Work to be completed >> Are you able to retype all the records below exactly?

^^^^^^^^

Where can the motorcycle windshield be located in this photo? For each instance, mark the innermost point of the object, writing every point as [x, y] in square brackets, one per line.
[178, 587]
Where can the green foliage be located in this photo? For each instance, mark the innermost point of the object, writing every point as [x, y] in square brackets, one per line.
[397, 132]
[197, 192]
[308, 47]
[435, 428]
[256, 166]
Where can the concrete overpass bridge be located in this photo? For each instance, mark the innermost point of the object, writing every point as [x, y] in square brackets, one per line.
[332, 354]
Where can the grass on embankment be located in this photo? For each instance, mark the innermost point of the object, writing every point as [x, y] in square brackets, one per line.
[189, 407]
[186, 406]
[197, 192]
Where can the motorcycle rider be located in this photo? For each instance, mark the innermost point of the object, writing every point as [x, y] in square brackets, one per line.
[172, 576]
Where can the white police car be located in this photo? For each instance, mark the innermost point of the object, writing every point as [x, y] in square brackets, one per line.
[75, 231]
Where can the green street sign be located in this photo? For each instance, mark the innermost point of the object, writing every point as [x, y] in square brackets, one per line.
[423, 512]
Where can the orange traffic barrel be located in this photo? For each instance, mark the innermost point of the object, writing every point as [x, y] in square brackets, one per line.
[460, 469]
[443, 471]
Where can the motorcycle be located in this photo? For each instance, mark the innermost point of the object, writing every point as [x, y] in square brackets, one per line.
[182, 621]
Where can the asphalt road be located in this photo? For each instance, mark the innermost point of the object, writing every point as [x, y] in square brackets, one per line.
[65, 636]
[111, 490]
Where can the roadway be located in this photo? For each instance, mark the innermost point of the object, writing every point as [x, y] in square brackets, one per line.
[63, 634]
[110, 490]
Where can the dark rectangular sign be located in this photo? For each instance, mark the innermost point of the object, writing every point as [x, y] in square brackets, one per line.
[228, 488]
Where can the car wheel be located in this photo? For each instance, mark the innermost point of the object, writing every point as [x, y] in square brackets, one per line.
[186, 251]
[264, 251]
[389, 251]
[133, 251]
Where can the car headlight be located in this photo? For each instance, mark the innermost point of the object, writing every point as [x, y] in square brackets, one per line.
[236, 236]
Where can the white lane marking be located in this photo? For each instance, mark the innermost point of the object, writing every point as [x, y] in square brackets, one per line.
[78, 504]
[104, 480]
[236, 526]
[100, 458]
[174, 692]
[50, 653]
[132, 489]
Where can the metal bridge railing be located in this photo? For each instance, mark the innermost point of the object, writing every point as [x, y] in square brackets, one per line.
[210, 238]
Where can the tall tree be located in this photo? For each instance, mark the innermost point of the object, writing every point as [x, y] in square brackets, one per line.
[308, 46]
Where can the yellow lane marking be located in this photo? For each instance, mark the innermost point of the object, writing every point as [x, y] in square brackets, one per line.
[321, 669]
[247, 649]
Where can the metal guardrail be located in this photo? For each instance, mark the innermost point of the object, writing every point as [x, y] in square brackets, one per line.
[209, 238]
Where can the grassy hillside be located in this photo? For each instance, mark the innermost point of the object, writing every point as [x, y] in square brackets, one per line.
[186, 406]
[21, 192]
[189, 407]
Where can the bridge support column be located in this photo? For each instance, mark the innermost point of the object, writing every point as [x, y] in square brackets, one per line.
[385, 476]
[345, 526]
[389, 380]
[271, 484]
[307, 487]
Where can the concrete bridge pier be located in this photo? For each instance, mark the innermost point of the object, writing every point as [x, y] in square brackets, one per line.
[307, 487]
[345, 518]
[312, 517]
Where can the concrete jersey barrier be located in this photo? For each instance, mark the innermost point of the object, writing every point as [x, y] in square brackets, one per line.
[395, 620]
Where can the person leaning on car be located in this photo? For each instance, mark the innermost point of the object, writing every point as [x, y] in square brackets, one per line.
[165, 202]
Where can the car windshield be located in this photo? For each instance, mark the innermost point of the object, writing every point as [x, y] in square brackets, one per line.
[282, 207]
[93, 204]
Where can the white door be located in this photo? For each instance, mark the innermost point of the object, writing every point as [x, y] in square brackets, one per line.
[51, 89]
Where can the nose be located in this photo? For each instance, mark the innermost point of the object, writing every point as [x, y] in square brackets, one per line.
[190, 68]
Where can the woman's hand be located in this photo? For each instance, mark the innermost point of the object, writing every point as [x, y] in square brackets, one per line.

^^^^^^^^

Worked answer >>
Where can the motorcycle windshield be located in this photo? For each instance, mark the innermost point of the object, writing every point as [x, y] in square brackets, one per line.
[178, 587]
Where can the green foliage be located in this photo? For each instance, mark the innermost point of the object, writing every point as [x, y] in square brackets, one per line.
[397, 132]
[197, 192]
[308, 47]
[435, 428]
[256, 166]
Where can the concrete overpass bridge be located in this photo? For each instance, mark the innermost point of the object, writing every point as [x, y] in square brackets, one per line.
[332, 354]
Where can the grass on embankment be located in this photo? For each instance, mark the innermost point of the object, writing every point as [x, y] in square brackets, one per line.
[189, 407]
[186, 406]
[197, 192]
Where can the motorcycle rider be located in this photo? For each instance, mark the innermost point of the object, writing every point as [x, y] in square brackets, one per line.
[172, 576]
Where can the white police car be located in this photo? For each instance, mark the innermost point of the object, writing every point as [x, y] in square brackets, one per line.
[75, 231]
Where can the green street sign be located in this photo? For each instance, mark the innermost point of the object, writing every point as [x, y] in square brackets, one per line.
[423, 512]
Where can the orange traffic barrel be located in this photo? For each instance, mark the innermost point of the object, writing every point as [x, y] in square brackets, one per line.
[460, 469]
[443, 471]
Where can the motorcycle be located in this photo? For each instance, mark the innermost point of the object, writing every point as [x, y] in square brackets, one per line.
[182, 621]
Where can the asphalt road be located in this photo? For each instance, mark the innermost point of the object, writing every point as [x, y] in square brackets, one per line.
[65, 636]
[111, 490]
Where can the roadway be located in this photo? For each instance, mark the innermost point of the object, writing every point as [x, y] in square brackets, one per line.
[63, 634]
[110, 490]
Where can the dark rectangular sign be located in this photo? For each instance, mark the innermost point of the object, writing every point as [x, y] in square brackets, one per line.
[228, 488]
Where can the car wheel be located in this photo? For each instance, mark the innermost point of the object, writing every point as [x, y] in square brackets, one per line.
[186, 251]
[264, 251]
[389, 251]
[133, 251]
Where can the car headlight be located in this photo? For each instance, mark the innermost point of the object, writing every point as [x, y] in square brackets, one per line.
[236, 236]
Where can the white lane marking be located in this photo? For each instance, mark the innermost point of the object, writing every point as [x, y] in square brackets, one per line.
[78, 504]
[104, 480]
[236, 526]
[100, 458]
[174, 692]
[50, 653]
[132, 489]
Where can the metal bridge railing be located in this photo? For each instance, mark the innermost point of the object, writing every point as [x, y] in square brackets, one per line.
[210, 238]
Where can the tall tree be located in this photo? For each instance, mark the innermost point of the object, writing every point as [x, y] in square brackets, one per line.
[308, 46]
Where can the yellow lane marking be located in this photo? For each instance, mark the innermost point of the object, writing every point as [x, y] in square brackets, one per line.
[321, 669]
[247, 649]
Where can the metal guardrail be located in this photo? For each instance, mark the innermost point of the object, writing every point as [x, y] in square brackets, one per line.
[209, 238]
Where can the grassy hillside be located in this photo? For each instance, mark the innermost point of the object, writing every point as [x, y] in square brackets, one per line.
[186, 406]
[21, 192]
[189, 407]
Where can the bridge support column be located in this photo? For each instance, mark the innermost point of the object, writing every point as [x, y] in square brackets, one per line.
[385, 476]
[345, 526]
[389, 380]
[271, 484]
[307, 487]
Where can the concrete bridge pier be located in this photo? For each instance, mark the innermost point of the object, writing every point as [x, y] in square brackets, one per line.
[307, 487]
[345, 518]
[312, 517]
Where can the concrete jersey barrier be located in this photo? For each instance, mark the innermost point of the object, writing every point as [x, y] in square brackets, one per line.
[395, 620]
Where can the person leaning on car be located in this photo? For each instance, mark the innermost point of the object, writing every point as [x, y] in square brackets, one per line.
[165, 202]
Where can the car windshield be located in this photo? For each instance, mark the innermost point of the object, writing every point as [x, y] in square brackets, one per line.
[282, 207]
[93, 204]
Where can the white door be located in this photo? For each instance, mark the innermost point of the object, writing every point as [x, y] in square brackets, one per line.
[51, 89]
Where can the nose be located in this photo? For each instance, mark the innermost point of the object, writing every point as [x, y] in square brackets, one per line.
[190, 68]
Where can the woman's hand be located in this photo? For each instance, mark the innermost point of the object, writing every point as [x, y] in square brackets, one per line.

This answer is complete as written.